» **EXERCISE OBJECTIVE**
Shift every bounding box coordinate in the answers by adding 96 to each number, and write the lines again with the requests included, starting at the beginning of the data and continuing through the line containing "xmin=3 ymin=327 xmax=140 ymax=384". Leave the numbers in the requests unchanged.

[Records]
____________

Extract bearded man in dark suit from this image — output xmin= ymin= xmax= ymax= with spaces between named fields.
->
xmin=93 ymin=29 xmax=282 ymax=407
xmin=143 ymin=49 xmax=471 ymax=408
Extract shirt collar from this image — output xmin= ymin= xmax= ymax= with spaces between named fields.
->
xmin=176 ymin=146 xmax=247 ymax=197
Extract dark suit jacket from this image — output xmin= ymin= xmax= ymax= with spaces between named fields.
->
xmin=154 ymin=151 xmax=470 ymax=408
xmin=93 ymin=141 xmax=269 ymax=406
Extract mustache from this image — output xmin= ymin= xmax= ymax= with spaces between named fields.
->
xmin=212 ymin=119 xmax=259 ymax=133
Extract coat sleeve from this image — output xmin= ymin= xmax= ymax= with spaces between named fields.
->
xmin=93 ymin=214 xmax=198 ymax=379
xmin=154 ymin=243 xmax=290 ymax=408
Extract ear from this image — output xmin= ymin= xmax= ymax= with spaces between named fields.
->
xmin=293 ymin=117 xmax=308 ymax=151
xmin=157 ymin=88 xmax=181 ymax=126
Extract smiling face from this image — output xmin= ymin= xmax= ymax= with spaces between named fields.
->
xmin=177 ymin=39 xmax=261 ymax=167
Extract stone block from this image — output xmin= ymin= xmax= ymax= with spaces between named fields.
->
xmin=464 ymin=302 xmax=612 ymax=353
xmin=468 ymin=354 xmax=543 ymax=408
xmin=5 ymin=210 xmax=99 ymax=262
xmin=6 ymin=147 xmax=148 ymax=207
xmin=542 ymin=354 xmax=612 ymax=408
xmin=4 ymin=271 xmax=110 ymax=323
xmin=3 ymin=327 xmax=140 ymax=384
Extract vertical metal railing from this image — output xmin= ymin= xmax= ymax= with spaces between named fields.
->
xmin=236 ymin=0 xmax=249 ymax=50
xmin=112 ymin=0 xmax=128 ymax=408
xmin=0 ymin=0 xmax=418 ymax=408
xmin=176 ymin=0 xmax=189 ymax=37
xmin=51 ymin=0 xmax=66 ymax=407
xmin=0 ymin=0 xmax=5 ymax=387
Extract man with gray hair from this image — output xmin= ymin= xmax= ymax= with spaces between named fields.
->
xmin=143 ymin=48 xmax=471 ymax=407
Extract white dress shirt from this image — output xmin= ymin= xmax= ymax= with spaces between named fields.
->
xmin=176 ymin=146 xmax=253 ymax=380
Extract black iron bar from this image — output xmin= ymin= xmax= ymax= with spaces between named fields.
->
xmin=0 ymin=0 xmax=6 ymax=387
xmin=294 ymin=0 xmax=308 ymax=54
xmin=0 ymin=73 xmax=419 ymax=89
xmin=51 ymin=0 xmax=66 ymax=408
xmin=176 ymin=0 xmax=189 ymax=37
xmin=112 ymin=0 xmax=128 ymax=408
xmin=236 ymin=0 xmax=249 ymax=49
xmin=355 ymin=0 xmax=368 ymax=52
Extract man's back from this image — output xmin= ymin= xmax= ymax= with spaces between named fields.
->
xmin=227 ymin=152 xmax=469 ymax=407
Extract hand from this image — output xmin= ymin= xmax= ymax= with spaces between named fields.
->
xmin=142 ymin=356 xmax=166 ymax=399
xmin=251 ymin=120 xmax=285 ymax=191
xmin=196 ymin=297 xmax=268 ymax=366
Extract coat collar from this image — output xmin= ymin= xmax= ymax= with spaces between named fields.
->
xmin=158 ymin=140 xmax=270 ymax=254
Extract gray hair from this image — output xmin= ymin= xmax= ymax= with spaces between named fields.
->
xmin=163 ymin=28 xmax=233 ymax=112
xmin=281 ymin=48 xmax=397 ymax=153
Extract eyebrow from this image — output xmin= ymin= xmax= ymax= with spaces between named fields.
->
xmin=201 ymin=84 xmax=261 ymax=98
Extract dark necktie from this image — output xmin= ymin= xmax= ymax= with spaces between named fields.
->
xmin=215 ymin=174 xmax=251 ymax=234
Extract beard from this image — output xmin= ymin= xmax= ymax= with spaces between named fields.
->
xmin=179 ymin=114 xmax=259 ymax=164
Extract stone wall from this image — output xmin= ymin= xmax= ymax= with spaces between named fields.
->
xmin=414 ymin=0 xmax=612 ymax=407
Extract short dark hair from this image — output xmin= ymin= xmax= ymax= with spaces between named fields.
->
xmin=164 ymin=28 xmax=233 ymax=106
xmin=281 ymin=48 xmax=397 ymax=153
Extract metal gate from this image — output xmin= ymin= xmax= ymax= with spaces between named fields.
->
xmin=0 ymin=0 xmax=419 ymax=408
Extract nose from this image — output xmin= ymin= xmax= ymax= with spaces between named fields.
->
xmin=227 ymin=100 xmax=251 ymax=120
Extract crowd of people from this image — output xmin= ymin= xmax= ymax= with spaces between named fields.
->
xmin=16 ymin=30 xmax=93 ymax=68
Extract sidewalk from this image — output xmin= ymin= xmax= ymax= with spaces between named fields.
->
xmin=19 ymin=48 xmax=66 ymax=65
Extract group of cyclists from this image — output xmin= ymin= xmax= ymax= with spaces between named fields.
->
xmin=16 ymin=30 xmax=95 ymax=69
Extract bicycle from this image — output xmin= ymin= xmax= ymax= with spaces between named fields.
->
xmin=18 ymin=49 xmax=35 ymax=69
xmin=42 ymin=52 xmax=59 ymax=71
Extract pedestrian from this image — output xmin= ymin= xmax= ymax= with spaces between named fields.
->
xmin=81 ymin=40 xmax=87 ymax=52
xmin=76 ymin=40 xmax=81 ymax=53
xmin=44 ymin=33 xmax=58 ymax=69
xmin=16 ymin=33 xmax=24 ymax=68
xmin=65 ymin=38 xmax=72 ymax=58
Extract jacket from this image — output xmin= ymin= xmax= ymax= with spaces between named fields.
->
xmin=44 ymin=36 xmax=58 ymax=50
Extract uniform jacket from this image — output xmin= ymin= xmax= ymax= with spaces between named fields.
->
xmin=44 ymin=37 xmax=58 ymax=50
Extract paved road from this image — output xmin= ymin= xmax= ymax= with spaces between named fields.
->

____________

» **FULL RESPONSE**
Extract bearded man in dark suit from this image — output xmin= ymin= xmax= ymax= with spaces between named fields.
->
xmin=189 ymin=125 xmax=378 ymax=503
xmin=239 ymin=145 xmax=567 ymax=504
Extract shirt collar from this image — output xmin= ymin= xmax= ymax= with spaces between named fields.
->
xmin=272 ymin=242 xmax=343 ymax=293
Extract dark suit jacket from this image — output xmin= ymin= xmax= ymax= with spaces between named fields.
->
xmin=250 ymin=247 xmax=566 ymax=504
xmin=189 ymin=237 xmax=365 ymax=502
Extract mustache from this image — output xmin= ymin= xmax= ymax= with spaces between named fields.
->
xmin=308 ymin=215 xmax=355 ymax=229
Extract coat sleeve from this image — output xmin= ymin= xmax= ymax= with spaces between named fields.
->
xmin=189 ymin=310 xmax=294 ymax=475
xmin=250 ymin=339 xmax=386 ymax=504
Extract ear from this image — output xmin= ymin= xmax= ymax= with spaces between named fields.
->
xmin=389 ymin=213 xmax=404 ymax=247
xmin=253 ymin=184 xmax=277 ymax=222
Extract smiling face from this image — output xmin= ymin= xmax= ymax= with spaces between named fields.
->
xmin=273 ymin=135 xmax=357 ymax=263
Extract stone block from this image — output xmin= ymin= xmax= ymax= with spaces between named fields.
->
xmin=560 ymin=398 xmax=708 ymax=449
xmin=564 ymin=450 xmax=639 ymax=504
xmin=101 ymin=306 xmax=195 ymax=358
xmin=102 ymin=243 xmax=244 ymax=303
xmin=638 ymin=450 xmax=708 ymax=504
xmin=100 ymin=367 xmax=206 ymax=419
xmin=99 ymin=423 xmax=236 ymax=480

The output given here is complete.